Below are records to write out again, exactly as they read.
- - - -
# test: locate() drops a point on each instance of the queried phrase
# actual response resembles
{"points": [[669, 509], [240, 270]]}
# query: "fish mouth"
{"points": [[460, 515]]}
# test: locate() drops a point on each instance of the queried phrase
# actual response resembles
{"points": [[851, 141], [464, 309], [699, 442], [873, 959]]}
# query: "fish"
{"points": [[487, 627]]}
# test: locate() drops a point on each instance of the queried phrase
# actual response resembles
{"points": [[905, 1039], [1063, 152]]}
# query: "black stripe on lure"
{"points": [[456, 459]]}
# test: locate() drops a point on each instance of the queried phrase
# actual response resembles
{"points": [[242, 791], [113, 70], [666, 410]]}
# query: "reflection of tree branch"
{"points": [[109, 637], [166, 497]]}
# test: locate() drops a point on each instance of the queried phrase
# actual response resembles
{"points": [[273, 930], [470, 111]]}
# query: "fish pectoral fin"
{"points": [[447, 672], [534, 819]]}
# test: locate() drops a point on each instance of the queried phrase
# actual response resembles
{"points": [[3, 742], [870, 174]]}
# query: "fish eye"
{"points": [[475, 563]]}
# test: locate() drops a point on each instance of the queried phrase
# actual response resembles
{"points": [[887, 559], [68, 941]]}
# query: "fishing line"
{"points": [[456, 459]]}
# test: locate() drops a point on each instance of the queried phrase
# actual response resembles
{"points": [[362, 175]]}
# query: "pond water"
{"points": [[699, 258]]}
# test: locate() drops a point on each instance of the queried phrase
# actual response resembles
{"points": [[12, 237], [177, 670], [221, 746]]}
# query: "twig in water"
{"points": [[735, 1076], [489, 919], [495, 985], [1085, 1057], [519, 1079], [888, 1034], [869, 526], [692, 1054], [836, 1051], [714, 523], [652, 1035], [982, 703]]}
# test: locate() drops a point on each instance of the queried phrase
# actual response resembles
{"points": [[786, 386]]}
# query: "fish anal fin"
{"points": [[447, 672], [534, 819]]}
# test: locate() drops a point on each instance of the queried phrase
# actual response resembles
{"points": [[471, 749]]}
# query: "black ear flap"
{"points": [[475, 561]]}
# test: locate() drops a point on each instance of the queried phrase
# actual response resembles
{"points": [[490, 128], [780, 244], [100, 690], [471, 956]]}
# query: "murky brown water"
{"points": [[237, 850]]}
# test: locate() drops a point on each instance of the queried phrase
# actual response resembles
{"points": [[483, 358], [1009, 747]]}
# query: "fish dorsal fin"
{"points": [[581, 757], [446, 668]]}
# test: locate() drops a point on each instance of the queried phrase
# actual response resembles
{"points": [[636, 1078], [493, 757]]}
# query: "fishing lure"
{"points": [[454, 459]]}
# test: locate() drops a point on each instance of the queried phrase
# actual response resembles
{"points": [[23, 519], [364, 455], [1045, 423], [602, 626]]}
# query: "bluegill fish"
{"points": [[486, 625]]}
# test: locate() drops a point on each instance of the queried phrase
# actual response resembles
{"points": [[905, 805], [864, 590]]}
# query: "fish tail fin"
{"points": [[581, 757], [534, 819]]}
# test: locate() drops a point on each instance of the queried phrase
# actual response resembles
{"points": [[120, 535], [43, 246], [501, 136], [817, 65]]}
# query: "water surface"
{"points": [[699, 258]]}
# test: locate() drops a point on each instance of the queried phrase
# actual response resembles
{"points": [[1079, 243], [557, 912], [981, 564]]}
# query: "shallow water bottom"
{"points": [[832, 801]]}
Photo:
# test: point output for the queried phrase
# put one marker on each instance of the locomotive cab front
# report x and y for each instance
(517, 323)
- - - -
RESPONSE BELOW |
# test: locate() drops a point on each instance of the queried phrase
# actual response resembles
{"points": [[669, 509], [240, 270]]}
# query: "fish mouth"
{"points": [[460, 515]]}
# test: locate() drops a point on each instance of the queried phrase
# actual response resembles
{"points": [[851, 141], [464, 309], [699, 442], [873, 959]]}
# query: "fish"
{"points": [[487, 627]]}
# test: locate() drops a point on each instance of the queried phrase
# actual response resembles
{"points": [[905, 1039], [1063, 152]]}
# query: "black stripe on lure"
{"points": [[456, 459]]}
# test: locate() drops a point on each instance of the queried phrase
# actual response resembles
{"points": [[242, 791], [113, 70], [666, 410]]}
# query: "reflection of tree branch"
{"points": [[109, 637], [166, 497]]}
# test: locate() drops a point on each instance of the queried phrase
# actual response resembles
{"points": [[273, 930], [470, 111]]}
# query: "fish pectoral fin"
{"points": [[447, 672], [534, 819]]}
# test: locate() drops a point on each instance of the queried phrase
# actual response resembles
{"points": [[3, 742], [870, 174]]}
# query: "fish eye"
{"points": [[475, 563]]}
# test: locate() drops a point on each instance of the queried phrase
# actual response resembles
{"points": [[887, 559], [68, 941]]}
# query: "fishing line"
{"points": [[456, 459]]}
# test: locate() drops a point on each instance of the queried phrase
# actual response resembles
{"points": [[362, 175]]}
# query: "pond water"
{"points": [[699, 258]]}
# test: locate() drops a point on each instance of the queried phrase
# actual response resembles
{"points": [[12, 237], [177, 670], [221, 746]]}
# query: "twig in water"
{"points": [[735, 1076], [489, 919], [495, 985], [1085, 1057], [519, 1079], [888, 1034], [869, 526], [692, 1054], [836, 1051], [714, 523], [652, 1035], [982, 703]]}
# test: locate() drops a point on each instance of the queried phrase
# actual response resembles
{"points": [[786, 386]]}
# query: "fish anal fin"
{"points": [[447, 672], [534, 819]]}
# test: locate() drops a point on each instance of the queried phrase
# actual response resembles
{"points": [[471, 749]]}
# query: "black ear flap"
{"points": [[475, 561]]}
# test: locate() drops a point on each instance of the queried phrase
# actual response resembles
{"points": [[490, 128], [780, 244], [100, 690], [471, 956]]}
# query: "murky brown water"
{"points": [[237, 850]]}
# test: locate() drops a point on each instance of the queried phrase
# actual response resembles
{"points": [[483, 358], [1009, 747]]}
# query: "fish dorsal fin"
{"points": [[581, 757], [446, 668]]}
# test: locate() drops a point on each instance of the queried phrase
# actual response resembles
{"points": [[636, 1078], [493, 757]]}
# query: "fishing lure"
{"points": [[454, 459]]}
# test: locate() drops a point on each instance of the queried phrase
# actual response resembles
{"points": [[23, 519], [364, 455], [1045, 423], [602, 626]]}
# query: "bluegill fish"
{"points": [[486, 625]]}
# test: locate() drops a point on each instance of the queried phrase
# actual response resembles
{"points": [[905, 805], [864, 590]]}
# query: "fish tail fin"
{"points": [[581, 757], [534, 819]]}
# test: locate() drops a point on each instance of the queried phrase
# actual response resembles
{"points": [[120, 535], [43, 246], [501, 136], [817, 65]]}
# query: "water surface"
{"points": [[699, 258]]}
# test: locate() drops a point on each instance of the queried phrase
# actual response resembles
{"points": [[1079, 243], [557, 912], [981, 564]]}
# query: "shallow water bottom"
{"points": [[832, 801]]}
Photo:
# test: point output for the queried phrase
# put one marker on each instance of the locomotive cab front
# report x and y for each instance
(517, 323)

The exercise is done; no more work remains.